■ EXTRACTED RECORDS
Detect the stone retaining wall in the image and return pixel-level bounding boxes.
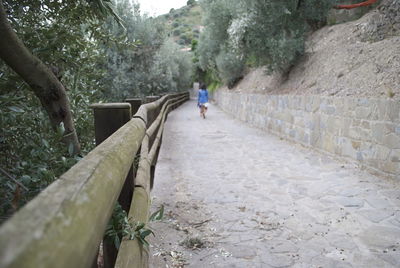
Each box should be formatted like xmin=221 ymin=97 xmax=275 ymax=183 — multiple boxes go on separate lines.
xmin=215 ymin=90 xmax=400 ymax=179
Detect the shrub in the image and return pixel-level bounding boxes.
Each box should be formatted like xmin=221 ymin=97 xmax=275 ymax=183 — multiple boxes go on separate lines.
xmin=198 ymin=0 xmax=336 ymax=78
xmin=216 ymin=48 xmax=245 ymax=88
xmin=150 ymin=40 xmax=193 ymax=93
xmin=187 ymin=0 xmax=196 ymax=6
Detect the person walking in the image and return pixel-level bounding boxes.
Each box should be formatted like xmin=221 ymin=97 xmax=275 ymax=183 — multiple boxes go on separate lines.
xmin=197 ymin=83 xmax=209 ymax=119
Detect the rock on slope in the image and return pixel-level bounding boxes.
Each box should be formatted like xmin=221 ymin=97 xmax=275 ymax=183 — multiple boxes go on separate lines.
xmin=229 ymin=0 xmax=400 ymax=100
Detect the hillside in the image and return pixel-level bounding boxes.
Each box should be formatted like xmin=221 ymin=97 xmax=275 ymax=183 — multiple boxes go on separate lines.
xmin=159 ymin=2 xmax=203 ymax=47
xmin=224 ymin=0 xmax=400 ymax=100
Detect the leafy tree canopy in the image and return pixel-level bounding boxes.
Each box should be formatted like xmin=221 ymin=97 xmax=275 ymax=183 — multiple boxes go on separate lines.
xmin=0 ymin=0 xmax=194 ymax=222
xmin=197 ymin=0 xmax=336 ymax=86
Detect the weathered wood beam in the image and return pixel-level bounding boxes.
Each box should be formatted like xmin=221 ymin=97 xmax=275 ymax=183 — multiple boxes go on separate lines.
xmin=0 ymin=118 xmax=146 ymax=268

■ GOAL OF THE EXERCISE
Copy out all the lines of the records that include "pixel".

■ SOLUTION TO THE PROBLEM
Detect the stone retaining wall in the image and return pixel-level bounding boxes.
Detect the shrub in the image and return pixel-level bounding boxes.
Detect the person walking in the image and return pixel-level bounding boxes.
Detect the rock on slope in the image and return pixel-level bounding boxes.
Detect the hillside in the image and return pixel-level bounding boxes.
Detect the leafy tree canopy in the image and return pixel-level bounding boxes.
Detect the weathered wood beam in the image and return pixel-level bounding boxes.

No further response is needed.